Supply chain can be defined as movement of goods through the process of procurement, manufacturing, storage, distribution and disposal. (Rushton & Walker, 2007)

The management of movement of goods or products from the suppliers through the manufacturing and distribution lines to reach the end user (the customer)







each of the parties involved have a customer of their own for instance as seen in the figure distributor is the customer of the manufacturer, but together collectively they need to understand how they can develop efficiency, flexibility and add value so as to make sure the end user or the customers need is met.(Slack, Chambers & Johnston, 2001).

Being proactive to change, satisfying or meeting customers’ needs and doing this effectively are some of the aims of supply chain management (Williams & Carroll, 2006).

The European supply chain model Problems

Customer related issues: Customer service could be described as matching the supply to the demand (Fawcett, McLeish & Ogden, 1992).

there were major customer service related issues as understood from the case study, the customers had no information about when they would receive their orders as the local management itself had no information as to when the stock would arrive, to get the apparel to the retailer it took a long time due to long order lead times and unreliable suppliers. There were difficulties in putting up the collections and holding them together, there were no measures taken for lateness of goods which arrived once again harming the customer service.

Poor coordination: Coordination is very critical as the supply chain becomes global(Lee & Billington , 1992). Nike had difficulty in handling of collections, for instance if the customers wanted to buy a particular type of shoes and coordinating socks and pants and sweatshirts since these were sourced from different places, it was very difficult to ensure that these items arrived at the same time which resulted in supply of these products at different times to retailers hence making up for poor customer service, a fixed date couldn’t be figured out, poor coordination meant poor service. Even though the customers had placed their orders month in advance what they wanted did not arrive by the agreed shipment date.

Logistics issues: there were almost around 20 warehouses and several more which were used on seasonal and ad hoc basis, footwear and apparel were stocked in separate warehouses, mostly the products were sourced from the east, around 30% of apparel was sourced from in and around Europe, there were multiple sources which would again add to delivery time.

Warehouses found it very difficult to ensure that all items in a collection were shipped to retailers at the same time.

Whilst in UK the warehouse was part owned and part of it was leased which was unusual, France had serious issues with its warehouse , the size of the warehouse was too small on the day it opened, there were two other outside warehouses were stock was being held. Main objective of a warehouse is to make maximum use of the space (Fawcett, McLeish & Ogden, 1992).

value added services were leant to a sub contractor and was not performed at the site.

In Germany the size of the market was expanding and it was struggling to cope with the volume, there were three warehouses and the lease of one of them was close to expiry

Nikes total catalogue for footwear and apparel were around 10,000 stock keeping units, however no country was offering to sell that many.

Goods moving to and from the European Union or between the Scandinavian countries still required customs clearance.

What is asked = Carry on the essay about Nike's European supply chain problems, starting right after its final sentence.

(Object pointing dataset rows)
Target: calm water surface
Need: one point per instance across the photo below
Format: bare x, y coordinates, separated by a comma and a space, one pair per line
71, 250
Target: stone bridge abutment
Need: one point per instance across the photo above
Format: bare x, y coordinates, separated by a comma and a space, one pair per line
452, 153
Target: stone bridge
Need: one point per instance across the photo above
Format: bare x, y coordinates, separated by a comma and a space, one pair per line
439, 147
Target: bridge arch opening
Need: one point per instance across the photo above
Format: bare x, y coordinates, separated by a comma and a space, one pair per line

Answer to this problem =
Retailer issues: Nike had a unique futures programme where the retailer was expected to place his orders months in advance of the selling season, retailers were not happy with this, Nike used the leverage kind of tactic in that it maximised value for money, this reduced the inventory risk for nike, retailers had to agree to this in order to earn the right to order replenishments during the course of the season.

International retailers expected same prices and service in every country Nike’s organisation was not in a position to service these retailers, there were issues in getting the apparel to the retailer on the time promised because of long order lead times and unreliable suppliers.

Supplier base issues: no information was shared with the local management as to when the stock was going to arrive, there were long delays as there were multiple sources and deadlines were not met, there were lot of goods stored at the warehouses which were not sold this was termed as the close outs, to resell these products by either discounting them or waiting till the end of the season which cluttered the warehouses and ran the risks of new goods not being sold, these close ours were very difficult to handle for Nike. Stock had to be built up in advance as products were brought in from the Far East on long lead times. Goods were not available in stock on agreed date this lead to split shipments and back wave of orders when those goods finally arrived. There were several patterns of small orders due to internal company failures. As stock was sourced in far east it ran into a supply risk and lead into a longer lead times and a lead time uncertainty as this is a critical issue with Nike.

Faulty information systems: computer systems were built differently and were independent for each country there was no centralized automated information systems available, an online inventory to record customer order wasn’t available in some cases, there was no proper method of batching up orders before they were sent off to be picked, if a customer’s order was out of stock there was no method to record the ‘lost sale’.

These were the major issues Nike was facing due to its existing design of its European supply chain.

Impact the existing supply chain design has on relationships within the supply chain

Nike and its suppliers

All the footwear was imported from the Far East, apparel was more varied of this around 30% was sourced in or near Europe from low cost countries like Ireland, Portugal and Turkey, the source varied from year to year as it followed lowest costs

Having source the footwear to the Far East it would be logical for Nike to have a backup source in case there is a lot of delay in goods arriving from the Far East.

There should be information exchange this is critical in establishing proper relationships and helps build confidence between either parties (Slack, Chambers & Johnston, 2001).

There were multiple sources for nike, and also going after the source that offered the lowest cost and changing them the next season did not do good to build the relationship and trust amongst suppliers and Nike. An adversarial nike-supplier relationship where orders where on a short term basis and the supplier with the lowest cost was chosen. (Goffin, Szwejczewski and New, 1997).

Nike can have a stronger and durable relationships with a single sourcing strategy this could help the suppliers in delivering better quality and higher degree of confidentiality can be shared (Slack, Chambers & Johnston, 2001).

Reducing the supplier base would help Nike in developing closer and a better relationship between its suppliers there should be communication with the suppliers. Relationship can grow stronger when there is a strong mutual dependence. (Goffin, Szwejczewski and New, 1997)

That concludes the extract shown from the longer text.